━━━━━ Textauszug

Von wegen frohe Ostern: Im Strandbad Wannsee gab es einen frostigen Saisonstart. Hartgesottene gingen am Karfreitag eisbaden. Es gibt neuen Schnee in Berlin - und das Winterwetter bleibt der Stadt auch erst einmal erhalten.

Sollen die Erwachsenen mit Mütze und Schal sich an der Durchreiche am Schwimmbad-Imbiss doch Glühwein, Grog und Lumumba kaufen. Die Brüder Fionn, 11, und Luca Pötzsch, 14, waren schon in vereisten Seen schwimmen, von daher ist Anbaden am Karschneitag 2013 beim Familienausflug im Strandbad Wannsee für die Jungs aus Langerwisch die leichteste Übung. Die Flocken fallen, die Klamotten auch, und das Wasser spritzt. Ist das nicht eisekalt? „Nö.“

Manche Outdoor-Typen sägen sich sonst durchs Eis

Badebetriebsleiter Axel Ott mit schwarzen Skihandschuhen und – passend zu den Herausforderungen des Wetters – im Militärlook schiebt mit seinen heute sieben Rettungsschwimmerkollegen sicherheitshalber Badewache, und der Schnee knirscht unter der Sohle. „Seit 43 Jahren arbeite ich hier, aber so einen Saisonstart habe ich noch nicht erlebt“, sagt Ott. Die Besuchertruppe in den roten Jacken mit Schlitten wollte Karfreitag eigentlich den Saisonauftakt in ihrem Waldhochseilgarten Jungfernheide feiern. „Aber das Angebot, hier in Wannsee bei dem Wetter gratis anzubaden, war einfach verlockend, und schließlich sägen wir uns auch mit Kettensäge beim Eisbaden durch“, sagt der 35-jährige Paul Blecker. Derzeit hilft nur schwarzer Humor. Die vielen Outdoor-Typen am Strand könnten locker in Messner-Bergfilmen doubeln.

━━━━━━━━━━
━━━━━ Bereitgestellte Daten

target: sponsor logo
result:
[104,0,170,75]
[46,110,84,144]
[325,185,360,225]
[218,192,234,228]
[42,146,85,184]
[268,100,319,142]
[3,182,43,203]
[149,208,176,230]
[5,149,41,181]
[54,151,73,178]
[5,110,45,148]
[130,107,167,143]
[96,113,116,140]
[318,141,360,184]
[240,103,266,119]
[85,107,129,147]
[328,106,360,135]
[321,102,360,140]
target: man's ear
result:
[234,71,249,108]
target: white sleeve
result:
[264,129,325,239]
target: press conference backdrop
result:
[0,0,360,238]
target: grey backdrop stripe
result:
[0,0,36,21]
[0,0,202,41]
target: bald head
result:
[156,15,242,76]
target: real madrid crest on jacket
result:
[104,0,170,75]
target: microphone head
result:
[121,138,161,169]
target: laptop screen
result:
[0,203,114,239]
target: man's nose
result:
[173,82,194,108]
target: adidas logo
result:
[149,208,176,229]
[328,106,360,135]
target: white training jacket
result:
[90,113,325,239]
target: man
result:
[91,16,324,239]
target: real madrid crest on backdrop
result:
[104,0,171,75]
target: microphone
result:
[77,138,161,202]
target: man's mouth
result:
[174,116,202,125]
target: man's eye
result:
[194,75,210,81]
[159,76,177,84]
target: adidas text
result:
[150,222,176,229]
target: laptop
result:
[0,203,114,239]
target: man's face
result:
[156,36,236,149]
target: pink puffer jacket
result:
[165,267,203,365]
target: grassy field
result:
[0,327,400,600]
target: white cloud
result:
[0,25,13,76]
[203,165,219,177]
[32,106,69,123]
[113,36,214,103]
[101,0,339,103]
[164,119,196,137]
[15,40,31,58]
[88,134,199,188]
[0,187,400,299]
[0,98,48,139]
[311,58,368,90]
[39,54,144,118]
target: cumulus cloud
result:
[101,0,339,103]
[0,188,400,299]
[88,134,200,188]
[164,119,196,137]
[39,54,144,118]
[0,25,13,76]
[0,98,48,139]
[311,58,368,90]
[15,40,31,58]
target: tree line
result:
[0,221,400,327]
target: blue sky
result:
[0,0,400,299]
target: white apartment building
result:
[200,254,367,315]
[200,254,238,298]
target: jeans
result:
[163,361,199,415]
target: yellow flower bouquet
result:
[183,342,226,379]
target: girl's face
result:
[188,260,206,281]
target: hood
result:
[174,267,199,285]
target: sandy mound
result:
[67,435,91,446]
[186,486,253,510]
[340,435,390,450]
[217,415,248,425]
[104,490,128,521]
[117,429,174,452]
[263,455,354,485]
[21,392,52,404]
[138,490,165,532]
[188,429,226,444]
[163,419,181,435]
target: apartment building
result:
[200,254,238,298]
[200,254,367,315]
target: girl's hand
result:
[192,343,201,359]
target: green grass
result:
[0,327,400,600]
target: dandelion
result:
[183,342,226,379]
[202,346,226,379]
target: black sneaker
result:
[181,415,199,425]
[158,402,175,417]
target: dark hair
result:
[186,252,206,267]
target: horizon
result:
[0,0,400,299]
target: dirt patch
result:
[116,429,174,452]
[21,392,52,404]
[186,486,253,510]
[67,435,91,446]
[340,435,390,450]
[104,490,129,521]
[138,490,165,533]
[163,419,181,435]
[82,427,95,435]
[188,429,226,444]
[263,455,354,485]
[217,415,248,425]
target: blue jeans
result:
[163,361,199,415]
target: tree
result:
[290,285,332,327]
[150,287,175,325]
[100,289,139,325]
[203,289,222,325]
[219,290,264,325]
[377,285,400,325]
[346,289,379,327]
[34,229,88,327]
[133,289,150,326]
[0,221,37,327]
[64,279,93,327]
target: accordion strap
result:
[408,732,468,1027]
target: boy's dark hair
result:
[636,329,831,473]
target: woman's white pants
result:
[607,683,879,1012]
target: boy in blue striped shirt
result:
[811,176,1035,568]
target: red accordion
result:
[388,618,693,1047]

━━━━━━━━━━

[Aufgaben]:
a) Seit wie vielen Jahren arbeitet Badebetriebsleiter Axel Ott laut dem Textauszug über den Saisonstart im Strandbad Wannsee dort?
b) Prüfen Sie anhand des Textauszugs über den Saisonstart im Strandbad Wannsee, ob die Aussagen (i) bis (iii) zutreffen:
(i) Die Brüder Fionn und Luca Pötzsch kommen aus Langerwisch.
(ii) Axel Ott hält gemeinsam mit zwölf Rettungsschwimmerkollegen Badewache.
(iii) Die Besuchertruppe in den roten Jacken wollte am Karfreitag eigentlich in ihrem Waldhochseilgarten Jungfernheide den Saisonauftakt feiern.
c) Geben Sie den Abschnitt des Textauszugs über den Saisonstart im Strandbad Wannsee von „Badebetriebsleiter Axel Ott“ bis „in Messner-Bergfilmen doubeln.“ wortgetreu wieder.
Die Daten werden zur Bearbeitung nicht benötigt.

[Lösungen]:
a) Seit 43 Jahren.

b)
(i) Ja: „für die Jungs aus Langerwisch“
(ii) Nein: „mit seinen heute sieben Rettungsschwimmerkollegen“
(iii) Ja: „wollte Karfreitag eigentlich den Saisonauftakt in ihrem Waldhochseilgarten Jungfernheide feiern“

c)
Badebetriebsleiter Axel Ott mit schwarzen Skihandschuhen und – passend zu den Herausforderungen des Wetters – im Militärlook schiebt mit seinen heute sieben Rettungsschwimmerkollegen sicherheitshalber Badewache, und der Schnee knirscht unter der Sohle. „Seit 43 Jahren arbeite ich hier, aber so einen Saisonstart habe ich noch nicht erlebt“, sagt Ott. Die Besuchertruppe in den roten Jacken mit Schlitten wollte Karfreitag eigentlich den Saisonauftakt in ihrem Waldhochseilgarten Jungfernheide feiern. „Aber das Angebot, hier in Wannsee bei dem Wetter gratis anzubaden, war einfach verlockend, und schließlich sägen wir uns auch mit Kettensäge beim Eisbaden durch“, sagt der 35-jährige Paul Blecker. Derzeit hilft nur schwarzer Humor. Die vielen Outdoor-Typen am Strand könnten locker in Messner-Bergfilmen doubeln.